Tasks to complete ▸
- 1) According to the colon carcinoma study text, how many times do claudins span the cellular membrane?
- 2) Reproduce word for word the part of the colon carcinoma study text between "In this study" and "the tumor preoperatively.", inclusive.

In this study we have assessed the growth complexity of 33 colon carcinomas by estimating the Fractal Dimension of the invasive front and the number of tumor Cell Clusters using computerized morphometry. A complexity index was created and correlated to the expression of the tight junction proteins claudin 1 and claudin 7 after immunohistochemical staining. A mutation analysis of their corresponding genes was performed using DNA sequencing. Only carcinomas from the colon were used since most patients with rectal carcinomas obtain local radiation to the tumor preoperatively.

The Claudin family include about 24 member proteins. Claudins span the cellular membrane 4 times with the N-terminal and the C-terminal end both located in the cytoplasm (8).Their main function is to prevent leakage and diffusion of molecules across epithelial barriers but they also contribute to the adherence of cells. The localization and expression of Claudins may differ depending on the type of tissue and neoplasm. In malignant tumors, tight junctions frequently show structural and functional abnormalities (22, 23). For example increased expression of claudins 3 and 4 have been seen in ovarian and prostate cancer (24, 25) while claudin 1 expression has been found to be upregulated and of prognostic significance in colon cancer (11, 26). Claudin 1 as well as other claudins have shown in other studies a varied expression from low to elevated using immunohistochemistry in colon carcinoma depending on degree of differentiation (26). However there are only a few studies made on the protein expression of claudins in colon carcinoma and more are needed to fully understand the involvement of claudins. Also, the evaluation of the immunohistochemistry staining varies in the studies, sometimes the intensity of the staining is evaluated and sometimes the extent and/or localisation or both are evaluated.

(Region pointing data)
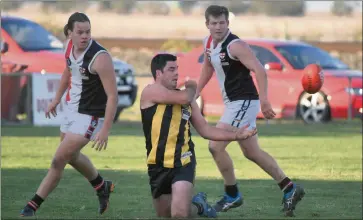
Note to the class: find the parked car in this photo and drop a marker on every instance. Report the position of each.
(28, 43)
(284, 62)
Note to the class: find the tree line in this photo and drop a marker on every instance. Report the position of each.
(270, 8)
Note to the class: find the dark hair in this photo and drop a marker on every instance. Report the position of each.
(159, 62)
(216, 11)
(75, 17)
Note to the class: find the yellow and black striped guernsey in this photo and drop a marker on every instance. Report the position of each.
(167, 133)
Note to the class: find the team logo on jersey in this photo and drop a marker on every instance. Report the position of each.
(68, 62)
(222, 56)
(82, 71)
(185, 112)
(208, 52)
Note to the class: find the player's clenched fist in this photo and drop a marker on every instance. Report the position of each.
(243, 133)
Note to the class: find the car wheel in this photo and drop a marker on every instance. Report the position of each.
(314, 108)
(117, 115)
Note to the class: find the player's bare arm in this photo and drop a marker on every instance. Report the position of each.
(103, 66)
(206, 74)
(156, 93)
(245, 55)
(64, 82)
(214, 133)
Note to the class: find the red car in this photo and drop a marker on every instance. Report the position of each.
(284, 62)
(29, 44)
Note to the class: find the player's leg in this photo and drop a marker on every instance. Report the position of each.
(183, 205)
(162, 205)
(232, 198)
(160, 184)
(292, 193)
(78, 131)
(83, 165)
(72, 143)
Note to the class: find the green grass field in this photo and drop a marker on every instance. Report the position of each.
(325, 159)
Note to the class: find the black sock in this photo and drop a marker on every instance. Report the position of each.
(35, 202)
(286, 185)
(199, 207)
(231, 190)
(97, 183)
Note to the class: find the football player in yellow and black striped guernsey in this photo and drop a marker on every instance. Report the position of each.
(167, 114)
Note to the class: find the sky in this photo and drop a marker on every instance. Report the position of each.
(324, 6)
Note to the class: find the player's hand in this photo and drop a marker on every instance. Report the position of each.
(100, 140)
(243, 133)
(266, 109)
(52, 108)
(191, 84)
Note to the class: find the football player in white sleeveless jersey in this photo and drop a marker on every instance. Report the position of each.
(232, 60)
(91, 108)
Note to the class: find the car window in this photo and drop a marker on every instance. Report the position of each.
(301, 56)
(30, 36)
(264, 55)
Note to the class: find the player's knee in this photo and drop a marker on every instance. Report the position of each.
(180, 213)
(58, 163)
(252, 154)
(164, 213)
(215, 148)
(74, 158)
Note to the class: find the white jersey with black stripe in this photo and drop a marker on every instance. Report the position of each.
(86, 94)
(233, 76)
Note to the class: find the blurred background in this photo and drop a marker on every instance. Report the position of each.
(134, 31)
(316, 138)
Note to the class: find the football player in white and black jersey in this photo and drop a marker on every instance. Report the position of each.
(90, 109)
(232, 60)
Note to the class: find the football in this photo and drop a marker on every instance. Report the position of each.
(313, 78)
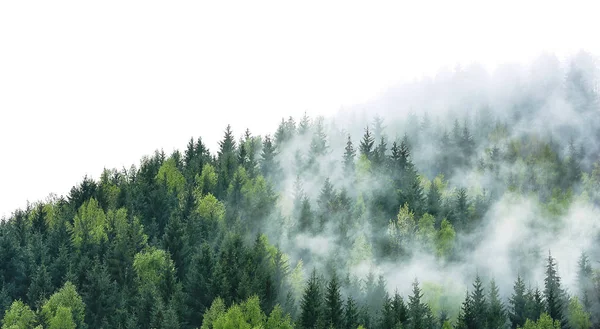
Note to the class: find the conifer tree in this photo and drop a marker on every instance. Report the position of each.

Responses per task ▸
- 1) Four times.

- 2)
In this study we have assessed the growth complexity of 33 colon carcinomas by estimating the Fractal Dimension of the invasive front and the number of tumor Cell Clusters using computerized morphometry. A complexity index was created and correlated to the expression of the tight junction proteins claudin 1 and claudin 7 after immunohistochemical staining. A mutation analysis of their corresponding genes was performed using DNA sequencing. Only carcinomas from the colon were used since most patients with rectal carcinomas obtain local radiation to the tumor preoperatively.